> **Required task**:
Duplicate the lines below between the one holding "of the striped" and the one holding "x=965 y=870", inclusive.

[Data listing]
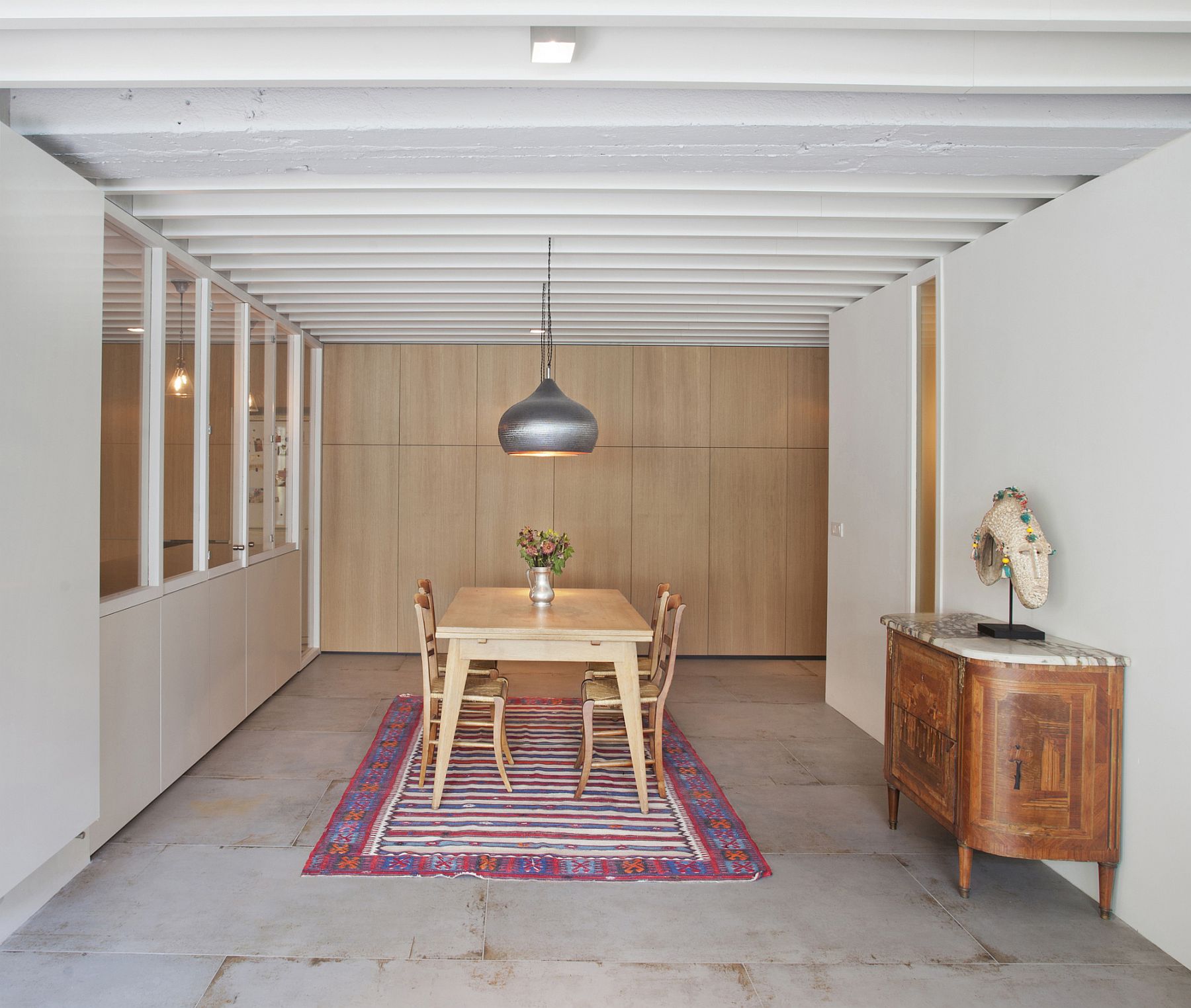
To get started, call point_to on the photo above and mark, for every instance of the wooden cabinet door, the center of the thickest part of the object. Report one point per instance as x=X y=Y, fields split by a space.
x=926 y=683
x=922 y=761
x=1037 y=755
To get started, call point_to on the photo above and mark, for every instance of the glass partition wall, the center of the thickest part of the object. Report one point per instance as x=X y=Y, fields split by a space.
x=200 y=388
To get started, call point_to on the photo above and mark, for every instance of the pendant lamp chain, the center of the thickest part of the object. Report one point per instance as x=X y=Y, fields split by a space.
x=547 y=330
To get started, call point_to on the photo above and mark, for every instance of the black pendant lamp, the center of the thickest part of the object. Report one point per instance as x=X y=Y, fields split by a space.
x=548 y=423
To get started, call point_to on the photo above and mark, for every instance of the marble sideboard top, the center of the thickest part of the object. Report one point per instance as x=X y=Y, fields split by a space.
x=957 y=634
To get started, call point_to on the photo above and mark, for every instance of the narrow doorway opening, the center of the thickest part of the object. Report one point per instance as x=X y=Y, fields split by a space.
x=927 y=454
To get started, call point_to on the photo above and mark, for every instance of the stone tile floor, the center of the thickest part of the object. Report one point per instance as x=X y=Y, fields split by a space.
x=199 y=901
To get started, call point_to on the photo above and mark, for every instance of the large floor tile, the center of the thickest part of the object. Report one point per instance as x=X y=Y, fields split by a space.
x=734 y=762
x=857 y=759
x=359 y=659
x=69 y=980
x=226 y=812
x=777 y=722
x=312 y=714
x=317 y=680
x=914 y=986
x=365 y=984
x=775 y=689
x=833 y=819
x=1022 y=912
x=316 y=823
x=253 y=901
x=824 y=908
x=323 y=756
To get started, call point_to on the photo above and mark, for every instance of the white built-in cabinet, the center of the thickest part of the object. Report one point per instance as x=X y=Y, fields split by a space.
x=179 y=673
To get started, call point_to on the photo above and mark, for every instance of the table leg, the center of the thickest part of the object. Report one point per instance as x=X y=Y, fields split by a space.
x=629 y=681
x=453 y=699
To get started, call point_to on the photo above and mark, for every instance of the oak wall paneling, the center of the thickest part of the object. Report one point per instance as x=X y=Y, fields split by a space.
x=437 y=394
x=807 y=564
x=436 y=498
x=748 y=397
x=436 y=532
x=363 y=380
x=594 y=505
x=670 y=533
x=671 y=397
x=510 y=492
x=747 y=593
x=504 y=375
x=601 y=378
x=360 y=548
x=808 y=397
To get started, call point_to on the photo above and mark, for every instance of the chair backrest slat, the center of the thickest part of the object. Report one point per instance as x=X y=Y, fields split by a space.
x=672 y=622
x=656 y=625
x=427 y=644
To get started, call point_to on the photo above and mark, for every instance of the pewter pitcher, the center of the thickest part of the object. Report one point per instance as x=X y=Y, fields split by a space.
x=540 y=591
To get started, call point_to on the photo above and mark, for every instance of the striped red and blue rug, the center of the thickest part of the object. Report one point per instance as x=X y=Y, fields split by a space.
x=385 y=824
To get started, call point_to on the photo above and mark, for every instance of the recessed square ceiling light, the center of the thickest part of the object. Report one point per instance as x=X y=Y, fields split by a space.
x=552 y=46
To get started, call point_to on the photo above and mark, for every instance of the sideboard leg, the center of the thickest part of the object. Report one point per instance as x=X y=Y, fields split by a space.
x=1108 y=875
x=965 y=870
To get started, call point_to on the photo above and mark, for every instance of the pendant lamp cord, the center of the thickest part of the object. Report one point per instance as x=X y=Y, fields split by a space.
x=547 y=363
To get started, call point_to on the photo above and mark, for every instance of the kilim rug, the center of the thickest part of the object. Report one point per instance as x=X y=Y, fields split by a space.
x=385 y=824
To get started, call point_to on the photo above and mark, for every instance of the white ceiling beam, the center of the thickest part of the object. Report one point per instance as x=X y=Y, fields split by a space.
x=196 y=228
x=1018 y=187
x=750 y=58
x=472 y=204
x=975 y=15
x=598 y=244
x=353 y=290
x=827 y=275
x=294 y=305
x=446 y=265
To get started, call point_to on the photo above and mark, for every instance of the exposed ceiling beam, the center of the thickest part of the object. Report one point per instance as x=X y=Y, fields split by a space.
x=741 y=58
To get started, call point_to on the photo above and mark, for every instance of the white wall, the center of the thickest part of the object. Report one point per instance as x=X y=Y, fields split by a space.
x=50 y=276
x=1066 y=351
x=869 y=466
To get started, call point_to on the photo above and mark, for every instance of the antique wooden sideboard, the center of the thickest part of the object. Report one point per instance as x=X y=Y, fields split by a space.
x=1012 y=745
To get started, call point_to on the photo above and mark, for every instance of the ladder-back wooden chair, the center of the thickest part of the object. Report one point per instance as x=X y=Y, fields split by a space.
x=478 y=694
x=647 y=664
x=604 y=695
x=478 y=668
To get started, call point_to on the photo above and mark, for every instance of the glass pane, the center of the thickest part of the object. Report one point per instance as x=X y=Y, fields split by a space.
x=281 y=439
x=226 y=342
x=178 y=504
x=306 y=476
x=124 y=345
x=261 y=333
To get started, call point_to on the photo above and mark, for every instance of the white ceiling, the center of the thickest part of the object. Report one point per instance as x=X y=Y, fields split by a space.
x=705 y=177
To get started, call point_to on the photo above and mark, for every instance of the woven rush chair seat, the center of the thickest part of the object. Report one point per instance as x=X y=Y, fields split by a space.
x=604 y=669
x=478 y=692
x=607 y=693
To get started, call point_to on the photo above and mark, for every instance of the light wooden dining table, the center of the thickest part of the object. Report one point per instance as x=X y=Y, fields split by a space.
x=582 y=625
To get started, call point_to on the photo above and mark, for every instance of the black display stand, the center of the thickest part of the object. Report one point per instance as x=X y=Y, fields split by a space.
x=1010 y=631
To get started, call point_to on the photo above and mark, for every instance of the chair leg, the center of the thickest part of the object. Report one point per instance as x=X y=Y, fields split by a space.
x=428 y=716
x=589 y=744
x=504 y=745
x=498 y=731
x=659 y=769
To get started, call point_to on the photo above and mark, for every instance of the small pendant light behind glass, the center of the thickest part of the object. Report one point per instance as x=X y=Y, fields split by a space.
x=548 y=423
x=180 y=384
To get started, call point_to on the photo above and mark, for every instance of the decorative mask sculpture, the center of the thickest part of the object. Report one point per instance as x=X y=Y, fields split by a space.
x=1010 y=543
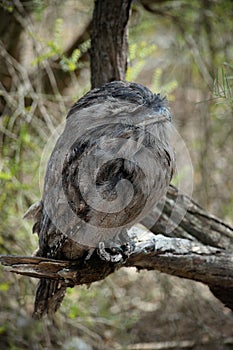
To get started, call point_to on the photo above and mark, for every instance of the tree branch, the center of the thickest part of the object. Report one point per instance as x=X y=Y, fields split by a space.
x=175 y=256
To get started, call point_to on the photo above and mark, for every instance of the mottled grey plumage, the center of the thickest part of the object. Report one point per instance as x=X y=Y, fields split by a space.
x=115 y=135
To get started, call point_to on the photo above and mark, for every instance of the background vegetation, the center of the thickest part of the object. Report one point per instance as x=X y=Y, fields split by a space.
x=182 y=48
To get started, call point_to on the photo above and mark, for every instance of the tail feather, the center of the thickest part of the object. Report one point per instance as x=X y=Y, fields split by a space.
x=49 y=295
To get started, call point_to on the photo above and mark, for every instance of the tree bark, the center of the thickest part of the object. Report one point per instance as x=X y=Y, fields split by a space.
x=109 y=44
x=202 y=247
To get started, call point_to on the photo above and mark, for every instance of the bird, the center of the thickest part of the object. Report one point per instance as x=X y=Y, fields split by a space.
x=111 y=165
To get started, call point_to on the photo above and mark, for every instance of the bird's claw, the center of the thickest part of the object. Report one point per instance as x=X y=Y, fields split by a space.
x=115 y=254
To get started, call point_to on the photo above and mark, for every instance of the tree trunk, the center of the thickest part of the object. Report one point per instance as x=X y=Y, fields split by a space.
x=109 y=44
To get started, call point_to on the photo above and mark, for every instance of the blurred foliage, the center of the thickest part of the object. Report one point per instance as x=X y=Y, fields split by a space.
x=178 y=48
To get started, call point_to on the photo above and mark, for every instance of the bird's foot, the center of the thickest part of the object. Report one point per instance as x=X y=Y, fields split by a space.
x=115 y=254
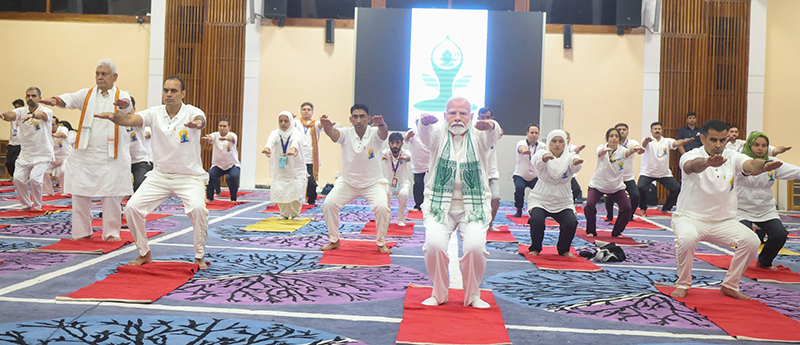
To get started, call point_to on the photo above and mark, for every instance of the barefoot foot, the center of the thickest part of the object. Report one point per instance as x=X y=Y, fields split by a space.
x=726 y=291
x=142 y=259
x=331 y=246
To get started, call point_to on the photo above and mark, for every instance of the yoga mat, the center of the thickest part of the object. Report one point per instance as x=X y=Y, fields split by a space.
x=370 y=229
x=275 y=209
x=217 y=205
x=227 y=193
x=452 y=322
x=639 y=224
x=742 y=319
x=98 y=222
x=415 y=215
x=782 y=275
x=504 y=235
x=22 y=214
x=524 y=220
x=549 y=259
x=357 y=253
x=275 y=224
x=95 y=245
x=136 y=284
x=604 y=237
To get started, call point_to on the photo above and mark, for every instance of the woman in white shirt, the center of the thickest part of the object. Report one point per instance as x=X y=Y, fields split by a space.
x=757 y=204
x=552 y=195
x=608 y=180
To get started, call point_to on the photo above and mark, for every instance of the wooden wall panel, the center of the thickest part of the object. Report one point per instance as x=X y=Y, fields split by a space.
x=204 y=45
x=704 y=65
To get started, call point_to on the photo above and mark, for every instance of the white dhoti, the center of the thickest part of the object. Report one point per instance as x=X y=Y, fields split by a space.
x=343 y=193
x=154 y=190
x=402 y=198
x=30 y=172
x=729 y=233
x=473 y=263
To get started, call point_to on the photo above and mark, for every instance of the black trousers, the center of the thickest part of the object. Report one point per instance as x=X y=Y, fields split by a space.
x=419 y=190
x=311 y=190
x=567 y=223
x=668 y=182
x=519 y=190
x=633 y=195
x=776 y=237
x=12 y=152
x=138 y=170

> **Answer to the task**:
To get started, call point_to on the photo above and mark, for every instance of the striped red and blue rug, the center of the thickest part of the object. Report one point per instance as x=X y=Y, fields split by a space.
x=385 y=824
To get started, call point_to on the photo above and mark, for every instance of the recessed square ceiling light, the center of the thickest part of the object. Report one point per instance as x=X y=Y, fields split by a space.
x=552 y=46
To get started, call point_to on the photo above and mark, for every instance of the sideboard leg, the center of the thickest part of the object. Report one point per instance as x=X y=Y, fields split by a space.
x=1108 y=875
x=965 y=870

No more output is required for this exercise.